With nothing added or dropped, copy the data that follows exactly.

* Collection entries *

Start of Block

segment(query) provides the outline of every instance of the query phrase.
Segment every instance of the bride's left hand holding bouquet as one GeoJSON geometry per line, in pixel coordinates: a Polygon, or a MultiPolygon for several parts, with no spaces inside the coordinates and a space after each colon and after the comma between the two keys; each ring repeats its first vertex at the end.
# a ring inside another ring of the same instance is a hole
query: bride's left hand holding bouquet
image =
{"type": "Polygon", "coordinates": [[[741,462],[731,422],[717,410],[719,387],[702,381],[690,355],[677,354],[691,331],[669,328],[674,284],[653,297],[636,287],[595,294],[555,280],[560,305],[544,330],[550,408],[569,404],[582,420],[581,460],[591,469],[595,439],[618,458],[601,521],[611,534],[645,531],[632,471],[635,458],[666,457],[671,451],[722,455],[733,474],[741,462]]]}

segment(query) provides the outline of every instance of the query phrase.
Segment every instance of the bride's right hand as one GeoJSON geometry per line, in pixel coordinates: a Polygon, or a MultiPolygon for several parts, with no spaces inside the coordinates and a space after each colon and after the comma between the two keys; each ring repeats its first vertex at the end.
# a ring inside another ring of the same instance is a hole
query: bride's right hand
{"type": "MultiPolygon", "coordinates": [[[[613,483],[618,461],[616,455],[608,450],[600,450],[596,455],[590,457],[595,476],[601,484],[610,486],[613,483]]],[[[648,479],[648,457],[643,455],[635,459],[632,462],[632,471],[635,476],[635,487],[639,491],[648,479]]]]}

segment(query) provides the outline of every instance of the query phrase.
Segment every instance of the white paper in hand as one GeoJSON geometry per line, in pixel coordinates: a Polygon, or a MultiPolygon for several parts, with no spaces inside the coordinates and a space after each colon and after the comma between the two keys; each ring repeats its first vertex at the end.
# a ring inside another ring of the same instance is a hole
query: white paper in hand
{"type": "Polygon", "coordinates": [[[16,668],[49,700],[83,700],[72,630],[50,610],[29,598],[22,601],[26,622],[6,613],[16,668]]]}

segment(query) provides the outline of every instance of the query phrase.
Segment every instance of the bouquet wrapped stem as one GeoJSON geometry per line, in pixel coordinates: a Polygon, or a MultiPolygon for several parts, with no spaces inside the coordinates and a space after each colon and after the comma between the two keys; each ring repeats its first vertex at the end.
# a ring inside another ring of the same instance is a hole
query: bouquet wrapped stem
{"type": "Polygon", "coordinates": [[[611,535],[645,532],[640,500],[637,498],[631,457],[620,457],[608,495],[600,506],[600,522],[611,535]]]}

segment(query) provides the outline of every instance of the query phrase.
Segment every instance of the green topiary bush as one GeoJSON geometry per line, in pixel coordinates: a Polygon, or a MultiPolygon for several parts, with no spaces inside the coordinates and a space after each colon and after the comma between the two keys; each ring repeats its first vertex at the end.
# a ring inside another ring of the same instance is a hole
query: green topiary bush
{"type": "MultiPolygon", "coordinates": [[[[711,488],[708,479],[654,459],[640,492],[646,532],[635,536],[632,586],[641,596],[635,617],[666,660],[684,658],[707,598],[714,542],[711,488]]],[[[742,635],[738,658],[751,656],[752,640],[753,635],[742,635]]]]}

End of Block

* Result for this task *
segment(query) provides the outline of every instance of the query phrase.
Segment every instance of the bride's left hand holding bouquet as one GeoJSON geometry per line, in pixel coordinates: a Polygon, or a MultiPolygon for several parts, with no spaces inside the coordinates and a space after each colon and after the comma between the two keys; each ring repeats its first vertex at the end.
# a ring inside another ring of the same instance is a hole
query: bride's left hand holding bouquet
image =
{"type": "Polygon", "coordinates": [[[741,462],[731,422],[717,410],[719,387],[702,381],[690,355],[677,354],[691,331],[669,328],[674,284],[653,297],[636,287],[595,294],[555,280],[560,305],[544,330],[550,408],[569,404],[582,420],[581,460],[591,469],[595,439],[618,458],[601,521],[611,534],[645,531],[632,471],[635,458],[666,457],[671,451],[722,455],[733,474],[741,462]]]}

segment(query) provides the outline of every instance of the query phrase.
Segment every instance of the bride's right hand as one GeoJSON geometry per line, in pixel coordinates: a Polygon, or a MultiPolygon for several parts, with no spaces inside the coordinates and a space after each colon and after the comma between the two keys; each ring repeats its first vertex at the end.
# a ring inside another ring of the same instance is a hole
query: bride's right hand
{"type": "MultiPolygon", "coordinates": [[[[613,483],[618,461],[616,455],[608,450],[600,450],[596,455],[590,457],[595,476],[601,484],[610,486],[613,483]]],[[[648,479],[648,457],[643,455],[635,459],[632,462],[632,471],[635,476],[635,487],[639,491],[648,479]]]]}

segment(query) provides the outline of every instance of the query phrase.
Segment every instance of the white paper in hand as one GeoJSON geometry per line, in pixel coordinates: a Polygon, or a MultiPolygon for several parts, with no spaces inside the coordinates and a space after each colon and after the comma between the two keys; each ring repeats its first vertex at the end.
# a ring inside another ring of the same instance is a hole
query: white paper in hand
{"type": "Polygon", "coordinates": [[[16,668],[49,700],[83,700],[72,630],[50,610],[29,598],[22,601],[26,622],[6,613],[16,668]]]}

segment(query) provides the outline of every instance of the query phrase.
Segment every instance of the bouquet wrapped stem as one GeoJSON geometry per line, in pixel coordinates: a Polygon, or a MultiPolygon for several parts, with no spaces inside the coordinates and a space after each colon and after the comma between the two keys; each ring repeats its first vertex at the end.
# a ring inside another ring of the same instance is a hole
query: bouquet wrapped stem
{"type": "Polygon", "coordinates": [[[611,535],[645,532],[640,500],[637,498],[631,457],[620,457],[608,495],[600,506],[600,522],[611,535]]]}

segment(query) provides the outline of every instance of the query phrase.
Segment every instance of the green topiary bush as one GeoJSON geometry per line, in pixel coordinates: a Polygon, or a MultiPolygon for several parts, with no spaces inside the coordinates and a space after each colon and after the comma between the two keys; each ring repeats its first vertex at the end.
# a ring inside another ring of the same instance is a hole
query: green topiary bush
{"type": "MultiPolygon", "coordinates": [[[[711,488],[708,479],[654,459],[640,492],[646,532],[635,536],[632,586],[641,596],[635,617],[666,660],[684,658],[707,598],[714,542],[711,488]]],[[[742,635],[738,658],[751,656],[752,640],[753,635],[742,635]]]]}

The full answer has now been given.